-- Exercise directions --
Please reproduce, word for word, the stretch of the passage on Kohut's theory of narcissism from "Kohut theorizes that" through "to them then.".

Kohut never did meet Freud but the moment inspired him. "The tipping of Freud's cap," he says, "was symbolic. The culture in which I had grown up had crumbled. The moment at the railroad station became a germinal point for my scientific future."
Yet that future was to embrace a break with Freudian doctrine. Kohut has made his reputation by studying "narcissism," named for the character in Greek mythology who fell in love with his reflection. Kohut's reputation now attracts doctors from all over the world to work with him at his current base, the Chicago Institute for Psychoanalysis. Asserts one colleague, Dr. Ernest Wolf: "Kohut has added the first new ideas to psychoanalysis since Freud."
Kohut theorizes that the basic disorder of modern man is lack of self-esteem—a fragmentation of self—and not the sexually based inner conflict stressed by Freudians. "The emptiness of life troubles people," he says. "It is not because they can't have their mommies and daddies now. It is because nobody was really close or responded to them then.
"A baby is affectionate and affection-seeking," states Kohut, and learns to be an independent "self-object" through being " 'mirrored' by the gleam in the mother's eye, by the real warmth of acceptance and closeness. Someone has to say, 'Bravo, you are here and it is worthwhile that you are!' " Those emotionally rejected in childhood, Kohut argues, go through life constantly seeking the approval of others but never get enough. "Some say these people are narcissistic," Kohut observes, "but actually they are not narcissistic enough. They need food for their self-esteem all the time."
Kohut blames the modern family as a major contributor to fragmented personalities. "Parents," he notes, "are away a lot. Daddies are not around, or they don't feel any pride in themselves. Children feel abandoned and depressed. They try to bring their sense of self together in some artificial way."

-- Listed entries --
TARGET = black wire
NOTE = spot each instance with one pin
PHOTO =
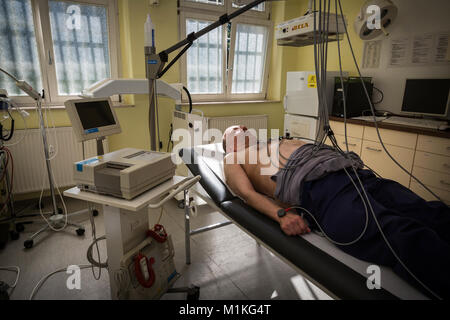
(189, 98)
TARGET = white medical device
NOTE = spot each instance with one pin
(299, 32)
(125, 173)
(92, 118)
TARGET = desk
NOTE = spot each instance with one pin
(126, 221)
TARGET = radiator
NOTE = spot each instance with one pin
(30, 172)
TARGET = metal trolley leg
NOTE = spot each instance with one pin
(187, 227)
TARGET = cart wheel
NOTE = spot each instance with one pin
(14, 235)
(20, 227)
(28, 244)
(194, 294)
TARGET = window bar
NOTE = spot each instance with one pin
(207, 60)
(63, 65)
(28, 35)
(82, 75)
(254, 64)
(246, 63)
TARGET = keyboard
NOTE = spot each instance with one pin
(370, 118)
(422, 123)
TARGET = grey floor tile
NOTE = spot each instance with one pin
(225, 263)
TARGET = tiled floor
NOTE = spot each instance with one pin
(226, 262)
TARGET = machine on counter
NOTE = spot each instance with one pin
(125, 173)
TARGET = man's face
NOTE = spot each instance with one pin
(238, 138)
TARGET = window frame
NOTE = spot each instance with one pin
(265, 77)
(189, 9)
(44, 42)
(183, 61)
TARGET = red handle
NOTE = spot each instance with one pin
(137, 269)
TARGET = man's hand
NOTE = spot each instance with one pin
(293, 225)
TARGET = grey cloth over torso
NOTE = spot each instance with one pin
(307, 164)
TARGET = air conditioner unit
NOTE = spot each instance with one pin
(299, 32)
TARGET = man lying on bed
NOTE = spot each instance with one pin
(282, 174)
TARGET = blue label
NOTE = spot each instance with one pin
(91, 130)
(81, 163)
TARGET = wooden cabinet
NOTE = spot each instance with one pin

-- Solved problem --
Kohut theorizes that the basic disorder of modern man is lack of self-esteem—a fragmentation of self—and not the sexually based inner conflict stressed by Freudians. "The emptiness of life troubles people," he says. "It is not because they can't have their mommies and daddies now. It is because nobody was really close or responded to them then.